= INSTRUCTIONS FOR THE TASK =
Render the lines from the one containing "Please spot the black dress" through the last line, inclusive, as a numbered list, omitting any blank lines.

_ _ _ _ _

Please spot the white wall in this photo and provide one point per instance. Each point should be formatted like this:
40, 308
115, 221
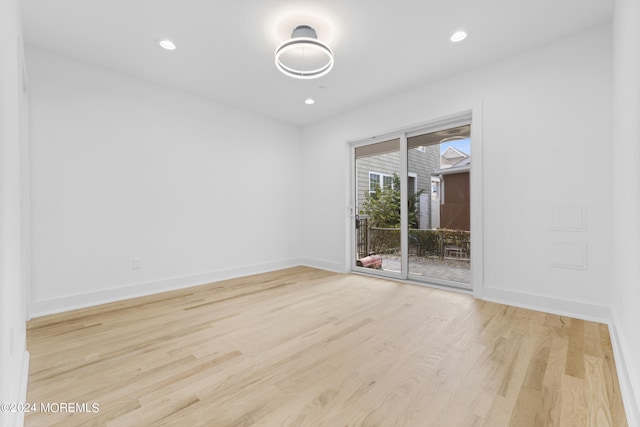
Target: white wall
626, 199
125, 169
546, 141
13, 214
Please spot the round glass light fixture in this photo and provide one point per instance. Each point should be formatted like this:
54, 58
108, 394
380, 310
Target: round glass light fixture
458, 36
304, 56
167, 44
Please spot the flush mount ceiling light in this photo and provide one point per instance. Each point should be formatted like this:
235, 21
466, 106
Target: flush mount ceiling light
304, 56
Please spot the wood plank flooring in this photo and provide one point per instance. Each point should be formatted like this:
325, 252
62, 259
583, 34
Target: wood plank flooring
304, 347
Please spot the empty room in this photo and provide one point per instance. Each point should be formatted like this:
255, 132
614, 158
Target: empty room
320, 213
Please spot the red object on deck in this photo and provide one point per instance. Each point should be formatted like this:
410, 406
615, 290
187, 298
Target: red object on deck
371, 261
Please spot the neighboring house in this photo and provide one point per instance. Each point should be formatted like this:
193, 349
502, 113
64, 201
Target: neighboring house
377, 170
451, 157
455, 195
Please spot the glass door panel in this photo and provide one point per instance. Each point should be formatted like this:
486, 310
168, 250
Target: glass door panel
439, 202
377, 208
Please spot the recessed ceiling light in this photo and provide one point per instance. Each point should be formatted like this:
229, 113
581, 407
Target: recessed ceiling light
167, 44
458, 36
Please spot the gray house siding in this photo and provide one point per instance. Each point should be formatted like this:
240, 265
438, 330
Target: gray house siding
422, 164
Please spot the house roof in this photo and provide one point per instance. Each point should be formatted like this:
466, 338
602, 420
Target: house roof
452, 153
463, 165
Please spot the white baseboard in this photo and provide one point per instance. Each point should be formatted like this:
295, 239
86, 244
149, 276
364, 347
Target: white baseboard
561, 307
626, 372
16, 419
324, 265
72, 302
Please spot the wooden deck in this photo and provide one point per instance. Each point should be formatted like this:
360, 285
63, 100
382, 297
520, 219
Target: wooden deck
304, 347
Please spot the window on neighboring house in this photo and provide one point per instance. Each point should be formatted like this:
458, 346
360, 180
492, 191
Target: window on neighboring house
375, 178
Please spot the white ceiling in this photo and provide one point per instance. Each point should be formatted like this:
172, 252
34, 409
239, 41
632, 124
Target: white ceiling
226, 48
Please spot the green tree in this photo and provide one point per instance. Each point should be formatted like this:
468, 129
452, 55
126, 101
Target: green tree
382, 207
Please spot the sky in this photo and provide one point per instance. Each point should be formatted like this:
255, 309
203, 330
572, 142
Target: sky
463, 145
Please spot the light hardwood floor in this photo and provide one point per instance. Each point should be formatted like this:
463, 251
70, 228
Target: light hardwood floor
304, 347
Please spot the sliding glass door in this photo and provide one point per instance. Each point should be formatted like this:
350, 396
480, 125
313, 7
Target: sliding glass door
377, 205
412, 206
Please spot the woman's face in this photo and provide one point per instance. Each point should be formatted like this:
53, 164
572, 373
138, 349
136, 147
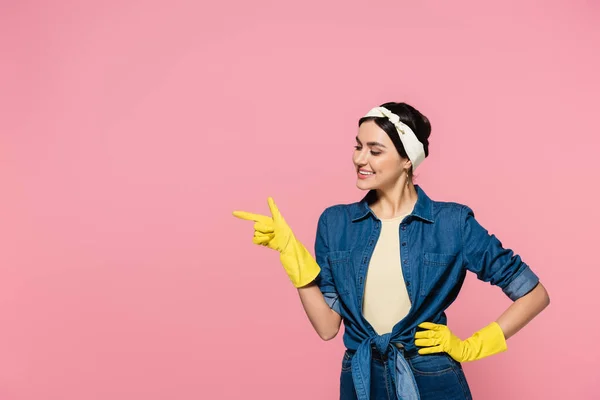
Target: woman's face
378, 164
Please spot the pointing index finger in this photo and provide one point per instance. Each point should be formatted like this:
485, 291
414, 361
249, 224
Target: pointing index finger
251, 217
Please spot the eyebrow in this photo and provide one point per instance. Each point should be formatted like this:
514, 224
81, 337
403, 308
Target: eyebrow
372, 143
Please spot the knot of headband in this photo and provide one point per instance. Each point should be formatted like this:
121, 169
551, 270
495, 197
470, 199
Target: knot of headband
414, 148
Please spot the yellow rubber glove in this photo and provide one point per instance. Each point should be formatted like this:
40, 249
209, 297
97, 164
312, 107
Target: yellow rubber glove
438, 338
275, 233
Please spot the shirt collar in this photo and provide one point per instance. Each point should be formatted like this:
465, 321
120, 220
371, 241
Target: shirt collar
423, 208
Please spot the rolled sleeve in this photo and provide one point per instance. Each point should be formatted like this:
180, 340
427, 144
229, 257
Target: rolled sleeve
491, 262
325, 279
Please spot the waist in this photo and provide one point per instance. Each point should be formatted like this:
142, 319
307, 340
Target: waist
378, 356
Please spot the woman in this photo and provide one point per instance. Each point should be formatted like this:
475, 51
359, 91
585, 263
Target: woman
391, 264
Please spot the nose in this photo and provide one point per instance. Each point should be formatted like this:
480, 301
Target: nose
360, 158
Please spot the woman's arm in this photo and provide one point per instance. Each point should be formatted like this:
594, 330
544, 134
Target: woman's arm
523, 310
325, 321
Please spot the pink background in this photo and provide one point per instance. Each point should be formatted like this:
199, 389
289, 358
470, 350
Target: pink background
129, 131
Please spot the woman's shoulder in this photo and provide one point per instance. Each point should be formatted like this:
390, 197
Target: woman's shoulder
450, 209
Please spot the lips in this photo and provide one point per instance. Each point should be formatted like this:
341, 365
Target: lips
364, 174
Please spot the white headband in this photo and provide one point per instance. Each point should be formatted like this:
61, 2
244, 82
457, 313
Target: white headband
414, 148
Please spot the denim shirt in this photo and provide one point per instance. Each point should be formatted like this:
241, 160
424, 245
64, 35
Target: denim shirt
439, 243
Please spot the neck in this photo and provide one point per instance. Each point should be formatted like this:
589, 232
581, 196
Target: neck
395, 202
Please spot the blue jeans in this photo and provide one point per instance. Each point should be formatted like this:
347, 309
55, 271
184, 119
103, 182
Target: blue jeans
438, 377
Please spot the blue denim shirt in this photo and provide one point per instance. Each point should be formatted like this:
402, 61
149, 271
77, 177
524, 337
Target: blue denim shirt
439, 243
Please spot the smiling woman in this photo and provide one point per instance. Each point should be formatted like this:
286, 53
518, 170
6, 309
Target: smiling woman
389, 266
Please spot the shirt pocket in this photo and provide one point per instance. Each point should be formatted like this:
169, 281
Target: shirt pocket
341, 270
435, 268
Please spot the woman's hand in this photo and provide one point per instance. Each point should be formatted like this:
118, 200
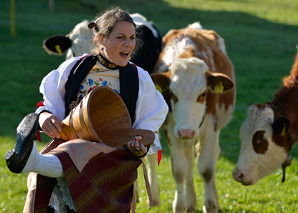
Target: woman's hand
136, 148
50, 124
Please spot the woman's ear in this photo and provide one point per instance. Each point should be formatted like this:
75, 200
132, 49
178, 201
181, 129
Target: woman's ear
99, 38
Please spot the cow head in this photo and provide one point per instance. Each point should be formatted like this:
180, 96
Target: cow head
264, 145
76, 43
185, 87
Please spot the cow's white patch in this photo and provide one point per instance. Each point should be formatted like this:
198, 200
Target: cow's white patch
251, 165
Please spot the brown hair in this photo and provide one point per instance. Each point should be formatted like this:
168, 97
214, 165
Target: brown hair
105, 23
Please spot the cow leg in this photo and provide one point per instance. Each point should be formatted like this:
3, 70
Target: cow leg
190, 194
207, 167
151, 161
216, 151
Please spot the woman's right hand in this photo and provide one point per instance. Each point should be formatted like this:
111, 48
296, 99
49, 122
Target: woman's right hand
50, 124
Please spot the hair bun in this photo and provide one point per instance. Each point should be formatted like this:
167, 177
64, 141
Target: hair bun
91, 25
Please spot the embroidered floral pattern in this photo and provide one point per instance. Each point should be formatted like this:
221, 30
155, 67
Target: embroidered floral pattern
91, 82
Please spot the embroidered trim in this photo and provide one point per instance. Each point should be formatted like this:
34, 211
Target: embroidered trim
106, 63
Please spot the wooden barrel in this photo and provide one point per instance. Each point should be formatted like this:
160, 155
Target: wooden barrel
102, 117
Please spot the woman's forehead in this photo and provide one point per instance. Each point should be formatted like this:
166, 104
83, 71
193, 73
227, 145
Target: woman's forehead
124, 27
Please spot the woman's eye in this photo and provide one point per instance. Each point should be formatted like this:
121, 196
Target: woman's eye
262, 139
173, 97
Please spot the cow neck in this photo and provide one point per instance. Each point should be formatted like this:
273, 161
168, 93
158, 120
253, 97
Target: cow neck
289, 139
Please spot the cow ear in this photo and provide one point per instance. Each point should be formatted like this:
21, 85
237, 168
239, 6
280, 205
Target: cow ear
57, 44
281, 126
161, 80
219, 82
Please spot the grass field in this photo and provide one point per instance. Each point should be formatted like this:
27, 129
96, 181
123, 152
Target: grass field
260, 38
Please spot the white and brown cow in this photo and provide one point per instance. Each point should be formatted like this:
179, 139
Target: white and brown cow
268, 133
197, 81
80, 41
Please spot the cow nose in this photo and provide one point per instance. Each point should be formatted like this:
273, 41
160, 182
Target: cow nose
238, 176
186, 133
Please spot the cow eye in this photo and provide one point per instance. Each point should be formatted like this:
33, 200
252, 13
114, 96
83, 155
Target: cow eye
262, 139
260, 143
173, 97
202, 97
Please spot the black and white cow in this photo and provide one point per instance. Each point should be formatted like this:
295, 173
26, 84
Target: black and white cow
80, 41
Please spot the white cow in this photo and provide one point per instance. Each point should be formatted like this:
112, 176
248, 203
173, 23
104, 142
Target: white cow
197, 81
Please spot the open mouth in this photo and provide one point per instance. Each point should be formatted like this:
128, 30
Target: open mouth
124, 54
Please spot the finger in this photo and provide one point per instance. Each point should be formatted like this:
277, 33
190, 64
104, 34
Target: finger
144, 148
138, 137
57, 123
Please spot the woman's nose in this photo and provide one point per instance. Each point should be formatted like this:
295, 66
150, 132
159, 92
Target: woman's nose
128, 43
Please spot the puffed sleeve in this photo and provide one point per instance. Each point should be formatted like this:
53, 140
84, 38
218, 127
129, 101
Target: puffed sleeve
151, 108
53, 89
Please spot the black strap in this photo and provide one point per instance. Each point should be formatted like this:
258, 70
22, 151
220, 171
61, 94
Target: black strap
76, 77
129, 88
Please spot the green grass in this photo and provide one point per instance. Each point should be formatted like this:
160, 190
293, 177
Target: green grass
260, 38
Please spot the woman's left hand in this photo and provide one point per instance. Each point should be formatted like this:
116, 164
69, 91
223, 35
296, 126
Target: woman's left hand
136, 148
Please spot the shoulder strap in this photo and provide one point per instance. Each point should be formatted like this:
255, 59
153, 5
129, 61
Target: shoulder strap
76, 77
129, 87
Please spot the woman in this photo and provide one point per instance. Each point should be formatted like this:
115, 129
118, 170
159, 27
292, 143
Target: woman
67, 180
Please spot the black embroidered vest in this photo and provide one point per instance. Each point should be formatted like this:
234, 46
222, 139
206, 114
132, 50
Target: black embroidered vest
129, 83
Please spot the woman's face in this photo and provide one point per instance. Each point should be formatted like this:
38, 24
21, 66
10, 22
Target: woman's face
120, 43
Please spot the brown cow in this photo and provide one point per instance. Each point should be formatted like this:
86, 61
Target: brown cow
197, 81
268, 133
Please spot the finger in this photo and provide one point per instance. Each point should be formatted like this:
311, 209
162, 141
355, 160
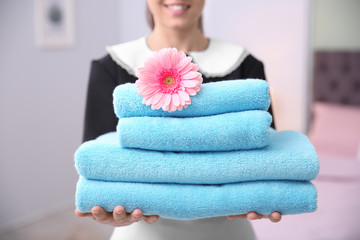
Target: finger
81, 214
275, 217
100, 214
119, 214
135, 216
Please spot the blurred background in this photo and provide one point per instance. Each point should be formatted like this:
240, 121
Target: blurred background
46, 47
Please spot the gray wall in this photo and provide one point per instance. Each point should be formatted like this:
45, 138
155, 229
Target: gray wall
336, 25
42, 97
42, 93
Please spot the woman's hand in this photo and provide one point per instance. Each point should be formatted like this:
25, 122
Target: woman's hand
274, 217
118, 218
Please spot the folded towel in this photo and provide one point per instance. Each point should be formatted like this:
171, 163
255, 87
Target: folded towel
214, 98
181, 201
289, 155
223, 132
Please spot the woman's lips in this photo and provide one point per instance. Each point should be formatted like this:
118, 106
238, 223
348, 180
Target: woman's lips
177, 9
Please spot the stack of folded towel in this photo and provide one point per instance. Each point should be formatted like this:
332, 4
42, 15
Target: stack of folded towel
217, 157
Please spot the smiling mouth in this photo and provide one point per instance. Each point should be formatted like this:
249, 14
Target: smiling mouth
177, 7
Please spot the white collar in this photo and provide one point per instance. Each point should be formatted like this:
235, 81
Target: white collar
217, 60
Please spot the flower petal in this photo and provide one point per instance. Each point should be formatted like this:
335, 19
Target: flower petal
184, 95
175, 99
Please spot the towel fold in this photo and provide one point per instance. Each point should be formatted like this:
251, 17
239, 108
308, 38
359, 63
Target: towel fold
223, 132
214, 98
289, 156
181, 201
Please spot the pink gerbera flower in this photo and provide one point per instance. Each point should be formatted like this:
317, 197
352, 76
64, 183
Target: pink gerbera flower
168, 79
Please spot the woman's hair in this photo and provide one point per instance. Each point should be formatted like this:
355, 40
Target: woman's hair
151, 23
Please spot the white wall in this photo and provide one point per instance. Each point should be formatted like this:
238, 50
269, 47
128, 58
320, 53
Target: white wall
42, 93
42, 98
336, 25
278, 33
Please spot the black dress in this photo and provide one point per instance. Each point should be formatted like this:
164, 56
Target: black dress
220, 61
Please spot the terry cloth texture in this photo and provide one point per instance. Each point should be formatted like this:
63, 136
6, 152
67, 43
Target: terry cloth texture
289, 156
181, 201
223, 132
214, 98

_ _ _ _ _

= CORRECT RESPONSE =
1. Please spot the black dress in this photo and provide one point per instance. Each point should be formatted like this:
2. 164, 56
3. Target: black dress
4. 220, 61
5. Please spot the terry cloth texture in this photo and provide one point per instance. Each point should be formatted like this:
6. 63, 136
7. 6, 152
8. 67, 43
9. Target: terry cloth texture
10. 289, 156
11. 181, 201
12. 223, 132
13. 214, 98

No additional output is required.